A golf club has been left baffled after 15 of its flags - which mark the holes - were stolen just days after the coronavirus lockdown was lifted on the sport, enabling play to resume.

Now St Neots Golf Club may take up the offer of a scuba-diving member to search lakes and waterways on the 110 acre course in case the flags, worth around £1,000, had been dumped there.

Steve Searle, club manager, believes that whoever took the flags knew the layout of the course because the three flags which were left behind were in areas covered by CCTV cameras.

The flags had been specially fitted with a “ball lifter” designed by a club member so that players did not have to touch the flagpoles as a precaution against Covid-19, one of the conditions for the sport to resume after a couple of months in lockdown.

Mr Searle said: “I simply do not understand why someone would want to do something like that.

“It has certainly been done by someone who is familiar with the course because the three flags which were left in place were covered by CCTV.”

The safe hole flags were ready for when the course reopened for play on Wednesday after its enforced closure but were stolen on Friday night, leaving Mr Searle and others to improvise replacements so desperate golfers could play on Saturday.

Mr Searle did not think the missing flags were a vendetta against golfers by people worried about the health implications of the sport restarting at a time when most other sporting activities were still closed.

“Golf is about as socially distancing as you can get,” Mr Searle said. “What we have done is put rules in place so that only two people go out every 10 minutes.”

He said players would abide by the regulation to be two metres apart during their game.

Mr Searle said the disappearance of the flags was a mystery because 15 were unlikely to be of any use to any other 18 hole course and that the flags were too far out of the way for casual vandalism.

He said that while the course was closed the club had allowed members of the public to walk there, although access to the land was now limited by play resuming.

Mr Searle said the course contained lakes and waterways, adding: “A scuba-diving member has offered to go an look for them in the lakes.”

He said it was a members’ club which meant the cost of damage and repairs had to be met by the members and that the club relied on a lot of voluntary work.

The theft of the flags has been reported to the police.
——
● **ACTIVITY**:
According to the article about the stolen golf flags, why does the club manager believe the thief knew the course layout?

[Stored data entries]
——
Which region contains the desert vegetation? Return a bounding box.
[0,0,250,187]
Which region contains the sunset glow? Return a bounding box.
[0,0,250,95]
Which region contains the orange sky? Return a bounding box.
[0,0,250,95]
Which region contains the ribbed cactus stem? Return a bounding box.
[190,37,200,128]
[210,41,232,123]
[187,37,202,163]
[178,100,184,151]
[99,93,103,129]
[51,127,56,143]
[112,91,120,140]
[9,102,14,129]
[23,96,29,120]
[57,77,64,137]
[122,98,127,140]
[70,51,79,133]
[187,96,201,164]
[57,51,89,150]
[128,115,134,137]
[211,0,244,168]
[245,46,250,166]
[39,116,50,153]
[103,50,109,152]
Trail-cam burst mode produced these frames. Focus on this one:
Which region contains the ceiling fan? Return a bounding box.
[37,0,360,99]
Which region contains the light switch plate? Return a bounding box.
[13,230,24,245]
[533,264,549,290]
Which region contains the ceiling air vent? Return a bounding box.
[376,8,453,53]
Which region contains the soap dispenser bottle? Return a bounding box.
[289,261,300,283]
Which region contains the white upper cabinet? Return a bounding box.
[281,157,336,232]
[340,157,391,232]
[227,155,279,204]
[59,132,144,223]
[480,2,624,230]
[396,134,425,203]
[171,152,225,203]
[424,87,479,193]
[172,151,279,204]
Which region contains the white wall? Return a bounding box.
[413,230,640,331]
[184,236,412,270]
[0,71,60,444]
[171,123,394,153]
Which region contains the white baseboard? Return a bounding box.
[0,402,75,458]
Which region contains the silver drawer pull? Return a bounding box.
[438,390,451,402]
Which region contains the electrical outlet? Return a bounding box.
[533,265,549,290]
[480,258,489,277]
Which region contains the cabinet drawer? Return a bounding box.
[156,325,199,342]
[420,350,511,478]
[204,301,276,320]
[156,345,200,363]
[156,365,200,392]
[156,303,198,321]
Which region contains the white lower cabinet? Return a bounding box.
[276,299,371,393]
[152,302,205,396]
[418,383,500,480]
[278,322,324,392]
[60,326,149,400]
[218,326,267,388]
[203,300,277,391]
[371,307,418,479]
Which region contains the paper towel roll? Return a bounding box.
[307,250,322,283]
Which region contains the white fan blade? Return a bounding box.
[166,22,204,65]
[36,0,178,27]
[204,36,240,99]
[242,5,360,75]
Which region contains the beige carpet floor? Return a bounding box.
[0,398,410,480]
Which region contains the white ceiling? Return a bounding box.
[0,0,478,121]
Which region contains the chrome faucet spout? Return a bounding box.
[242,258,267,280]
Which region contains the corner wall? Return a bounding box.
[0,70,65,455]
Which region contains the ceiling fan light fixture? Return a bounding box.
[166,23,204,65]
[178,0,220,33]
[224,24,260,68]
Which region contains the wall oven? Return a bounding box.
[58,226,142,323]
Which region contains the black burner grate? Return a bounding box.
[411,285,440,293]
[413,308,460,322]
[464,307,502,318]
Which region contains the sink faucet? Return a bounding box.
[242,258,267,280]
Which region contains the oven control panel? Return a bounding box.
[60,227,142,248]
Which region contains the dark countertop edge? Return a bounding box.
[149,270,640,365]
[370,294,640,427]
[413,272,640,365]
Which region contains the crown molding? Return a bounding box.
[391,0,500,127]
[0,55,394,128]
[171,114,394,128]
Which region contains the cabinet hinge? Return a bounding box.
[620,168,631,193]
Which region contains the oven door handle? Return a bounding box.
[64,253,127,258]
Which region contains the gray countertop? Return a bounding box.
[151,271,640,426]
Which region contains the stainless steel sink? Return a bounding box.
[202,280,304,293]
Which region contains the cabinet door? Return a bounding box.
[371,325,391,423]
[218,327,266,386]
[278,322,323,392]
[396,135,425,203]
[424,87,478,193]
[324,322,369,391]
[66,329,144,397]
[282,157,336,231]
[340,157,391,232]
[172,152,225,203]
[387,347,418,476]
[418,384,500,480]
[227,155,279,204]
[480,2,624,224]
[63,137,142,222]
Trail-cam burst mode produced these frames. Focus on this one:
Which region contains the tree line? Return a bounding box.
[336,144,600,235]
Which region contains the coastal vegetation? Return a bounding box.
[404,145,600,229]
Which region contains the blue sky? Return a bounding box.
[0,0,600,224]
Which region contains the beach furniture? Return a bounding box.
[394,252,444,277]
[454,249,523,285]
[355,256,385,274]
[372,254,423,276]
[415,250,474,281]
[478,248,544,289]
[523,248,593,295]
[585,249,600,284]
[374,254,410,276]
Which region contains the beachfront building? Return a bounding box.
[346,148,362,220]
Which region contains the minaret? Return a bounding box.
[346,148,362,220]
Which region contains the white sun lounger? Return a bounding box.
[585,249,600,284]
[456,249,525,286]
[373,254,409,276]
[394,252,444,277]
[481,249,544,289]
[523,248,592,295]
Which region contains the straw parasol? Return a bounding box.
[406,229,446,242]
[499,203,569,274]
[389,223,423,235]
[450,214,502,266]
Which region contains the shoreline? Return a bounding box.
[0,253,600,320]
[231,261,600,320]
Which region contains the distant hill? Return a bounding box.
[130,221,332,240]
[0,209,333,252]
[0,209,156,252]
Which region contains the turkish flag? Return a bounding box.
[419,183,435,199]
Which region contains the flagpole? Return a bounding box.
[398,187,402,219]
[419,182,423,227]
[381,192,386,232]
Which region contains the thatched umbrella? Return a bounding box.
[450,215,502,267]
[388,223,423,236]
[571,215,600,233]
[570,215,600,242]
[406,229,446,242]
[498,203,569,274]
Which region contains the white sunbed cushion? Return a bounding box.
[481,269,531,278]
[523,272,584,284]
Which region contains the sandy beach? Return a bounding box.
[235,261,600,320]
——
● **RESULT OF THE TASK**:
The three flags left behind were in areas covered by CCTV cameras.